### What to work on
• A. Reproduce the Ford health care article word for word, from "Enhanced Care will" to "Talamonti, told reporters.".
• B. Name every party that the Ford health care article says announced the new program.
• C. According to the Ford health care article, why does the program target hourly employees in southeast Michigan?

### Excerpted passage
━━━━━━━━━━

Ford Motor Co.
The Ford Motor Co. has announced plans to increase its North American manufacturing capacity by 200,000 vehicles in 2013. Reuters

Ford Motor Company (NYSE:F), the United Auto Workers (UAW) and the UAW Retiree Medical Benefits Trust announced Monday that they are launching a program to provide health care to hourly employees and retirees.

The two-year pilot program called Enhanced Care Program is a result of the 2011 Ford-UAW contract negotiations.

The partners said the goal of the program is to address chronic, manageable health care needs and prevent future problems among hourly employees in southeast Michigan, statistically the company's most chronically ill workers.

The group expects 1,200 to 1,500 participants among Ford's 44,500 hourly workers to join the program in Michigan, where Ford and UAW have approximately 18,000 active hourly employees in addition to the Trust's approximately 118,000 non-Medicare retired members.

"This pilot is expected to help us to deliver better health care to our employees, while helping to lower total health care costs," Marty Mulloy, vice president of labor affairs at Ford, said in a statement. Ford spends an average of $7 an hour on health care for its active hourly workers, according to Mulloy.

Ford, like many companies in the U.S., aims to reduce health care costs since new health care laws went into effect nationally.

Enhanced Care will help the selected patients reduce health care costs by about 17 percent, Ford's medical director, Dr. Walt Talamonti, told reporters.

━━━━━━━━━━

### Entries shown
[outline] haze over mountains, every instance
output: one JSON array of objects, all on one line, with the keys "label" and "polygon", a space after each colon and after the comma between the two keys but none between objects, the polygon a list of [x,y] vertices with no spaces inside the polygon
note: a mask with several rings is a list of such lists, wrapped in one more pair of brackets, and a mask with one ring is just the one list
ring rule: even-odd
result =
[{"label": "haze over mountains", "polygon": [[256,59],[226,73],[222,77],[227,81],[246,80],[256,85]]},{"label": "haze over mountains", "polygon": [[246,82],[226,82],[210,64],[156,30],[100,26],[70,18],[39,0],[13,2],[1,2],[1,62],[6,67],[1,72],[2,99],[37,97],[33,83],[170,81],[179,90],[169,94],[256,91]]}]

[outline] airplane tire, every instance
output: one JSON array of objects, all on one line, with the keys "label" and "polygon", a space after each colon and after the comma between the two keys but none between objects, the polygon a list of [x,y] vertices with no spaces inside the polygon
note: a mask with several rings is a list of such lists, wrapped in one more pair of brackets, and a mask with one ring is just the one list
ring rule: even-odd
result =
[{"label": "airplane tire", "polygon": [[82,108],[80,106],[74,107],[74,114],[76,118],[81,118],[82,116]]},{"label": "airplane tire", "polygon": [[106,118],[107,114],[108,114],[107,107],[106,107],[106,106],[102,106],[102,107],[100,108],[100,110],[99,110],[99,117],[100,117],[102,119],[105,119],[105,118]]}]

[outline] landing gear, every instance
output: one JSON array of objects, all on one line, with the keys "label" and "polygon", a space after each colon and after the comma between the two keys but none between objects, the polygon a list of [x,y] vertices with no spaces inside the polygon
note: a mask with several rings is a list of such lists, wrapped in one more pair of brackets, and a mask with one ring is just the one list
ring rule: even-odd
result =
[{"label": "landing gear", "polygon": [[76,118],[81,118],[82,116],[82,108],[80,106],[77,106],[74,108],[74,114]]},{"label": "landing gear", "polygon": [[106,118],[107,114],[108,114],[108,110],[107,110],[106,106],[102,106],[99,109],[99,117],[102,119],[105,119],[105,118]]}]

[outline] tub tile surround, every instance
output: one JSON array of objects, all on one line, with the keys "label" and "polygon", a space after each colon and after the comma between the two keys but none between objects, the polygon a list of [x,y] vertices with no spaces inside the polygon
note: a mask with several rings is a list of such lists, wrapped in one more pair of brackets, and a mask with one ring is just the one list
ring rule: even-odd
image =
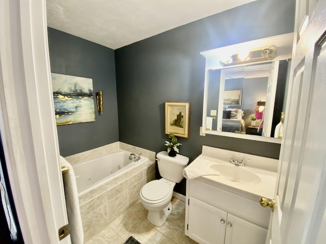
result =
[{"label": "tub tile surround", "polygon": [[[79,196],[85,242],[97,236],[129,207],[140,200],[139,193],[142,187],[155,178],[155,153],[118,142],[65,158],[72,165],[77,165],[119,149],[137,155],[141,153],[141,157],[151,160],[147,160]],[[110,235],[108,233],[103,238],[105,239]]]},{"label": "tub tile surround", "polygon": [[148,158],[151,162],[155,162],[155,157],[156,155],[155,152],[120,141],[117,141],[113,143],[92,149],[92,150],[89,150],[88,151],[67,156],[65,157],[65,159],[73,166],[79,164],[85,163],[85,162],[89,161],[92,159],[107,155],[110,152],[119,149],[125,150],[126,151],[130,151],[137,155],[141,154],[141,156]]}]

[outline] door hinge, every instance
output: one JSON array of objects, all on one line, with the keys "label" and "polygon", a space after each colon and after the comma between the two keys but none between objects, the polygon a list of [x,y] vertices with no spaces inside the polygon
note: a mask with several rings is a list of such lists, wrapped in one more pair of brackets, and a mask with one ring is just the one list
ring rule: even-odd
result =
[{"label": "door hinge", "polygon": [[70,233],[70,227],[69,226],[69,224],[68,224],[66,225],[64,225],[61,228],[59,229],[59,239],[61,240],[62,239],[65,238]]}]

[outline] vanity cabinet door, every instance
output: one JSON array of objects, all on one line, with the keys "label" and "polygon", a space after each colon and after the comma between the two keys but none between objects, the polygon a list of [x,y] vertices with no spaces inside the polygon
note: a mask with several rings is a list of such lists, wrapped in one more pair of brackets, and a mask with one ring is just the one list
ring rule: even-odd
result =
[{"label": "vanity cabinet door", "polygon": [[188,236],[200,244],[223,244],[227,212],[191,197]]},{"label": "vanity cabinet door", "polygon": [[267,229],[228,214],[225,244],[262,244],[267,236]]}]

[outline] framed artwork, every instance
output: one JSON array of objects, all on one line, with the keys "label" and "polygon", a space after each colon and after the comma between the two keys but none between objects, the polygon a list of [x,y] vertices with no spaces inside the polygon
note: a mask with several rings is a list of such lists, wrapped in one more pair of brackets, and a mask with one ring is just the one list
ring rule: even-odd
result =
[{"label": "framed artwork", "polygon": [[165,134],[189,138],[190,102],[165,102]]},{"label": "framed artwork", "polygon": [[93,80],[51,74],[57,126],[95,121]]},{"label": "framed artwork", "polygon": [[232,89],[224,90],[223,105],[240,106],[241,105],[241,97],[242,89]]}]

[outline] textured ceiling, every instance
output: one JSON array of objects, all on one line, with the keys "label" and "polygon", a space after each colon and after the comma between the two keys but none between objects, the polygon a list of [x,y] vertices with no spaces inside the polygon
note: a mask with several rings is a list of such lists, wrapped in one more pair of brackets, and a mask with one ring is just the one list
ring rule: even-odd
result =
[{"label": "textured ceiling", "polygon": [[47,25],[113,49],[256,0],[46,0]]}]

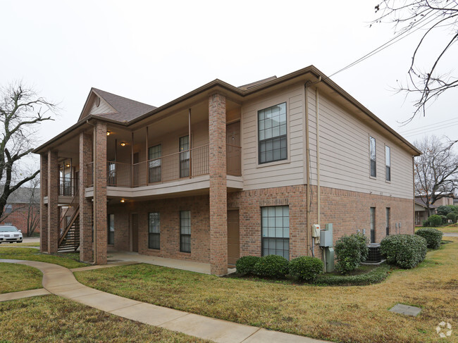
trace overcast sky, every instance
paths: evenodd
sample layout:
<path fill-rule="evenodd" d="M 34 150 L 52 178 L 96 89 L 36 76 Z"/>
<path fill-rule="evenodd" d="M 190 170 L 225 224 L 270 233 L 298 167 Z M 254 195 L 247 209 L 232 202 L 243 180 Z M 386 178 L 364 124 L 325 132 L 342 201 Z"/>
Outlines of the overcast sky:
<path fill-rule="evenodd" d="M 60 104 L 60 116 L 39 130 L 44 142 L 76 122 L 91 87 L 159 106 L 216 78 L 239 86 L 311 64 L 330 75 L 394 37 L 392 25 L 369 27 L 376 3 L 2 1 L 0 82 L 22 79 Z M 414 99 L 394 89 L 419 34 L 332 79 L 411 142 L 457 139 L 458 89 L 425 118 L 398 123 L 414 111 Z M 445 38 L 427 42 L 424 69 Z M 442 70 L 455 66 L 457 51 Z"/>

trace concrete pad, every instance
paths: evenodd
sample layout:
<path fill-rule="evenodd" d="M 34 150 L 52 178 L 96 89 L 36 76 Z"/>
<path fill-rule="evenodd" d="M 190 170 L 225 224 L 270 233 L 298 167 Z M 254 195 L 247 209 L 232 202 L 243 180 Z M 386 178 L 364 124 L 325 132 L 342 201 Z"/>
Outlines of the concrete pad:
<path fill-rule="evenodd" d="M 306 337 L 304 336 L 297 336 L 289 333 L 278 332 L 278 331 L 271 331 L 266 329 L 259 329 L 254 334 L 243 341 L 243 343 L 265 343 L 269 342 L 283 342 L 288 343 L 326 343 L 326 341 L 314 339 L 313 338 Z"/>
<path fill-rule="evenodd" d="M 43 287 L 44 288 L 78 283 L 79 282 L 70 270 L 66 273 L 56 273 L 54 274 L 45 273 L 43 275 Z"/>
<path fill-rule="evenodd" d="M 145 303 L 112 311 L 111 313 L 120 317 L 155 326 L 189 314 L 187 312 Z"/>
<path fill-rule="evenodd" d="M 226 322 L 197 314 L 188 314 L 159 326 L 219 343 L 242 342 L 259 330 L 259 328 Z"/>
<path fill-rule="evenodd" d="M 72 300 L 104 311 L 105 312 L 111 312 L 112 311 L 141 304 L 140 301 L 123 298 L 122 297 L 110 294 L 104 292 L 72 298 Z"/>
<path fill-rule="evenodd" d="M 390 311 L 394 312 L 395 313 L 404 314 L 406 316 L 416 316 L 420 313 L 420 312 L 421 312 L 421 308 L 419 307 L 397 304 L 390 309 Z"/>
<path fill-rule="evenodd" d="M 11 293 L 4 293 L 0 294 L 0 301 L 8 301 L 16 299 L 29 298 L 30 297 L 37 297 L 39 295 L 50 294 L 44 288 L 37 289 L 30 289 L 28 291 L 13 292 Z"/>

━━━━━━━━━━

### Results of the tasks
• A.
Enhanced Care will help the selected patients reduce health care costs by about 17 percent, Ford's medical director, Dr. Walt Talamonti, told reporters.

• B. Ford Motor Company, the United Auto Workers (UAW), and the UAW Retiree Medical Benefits Trust.

• C. These employees are statistically the company's most chronically ill workers. The program aims to address their chronic, manageable health care needs and prevent future problems.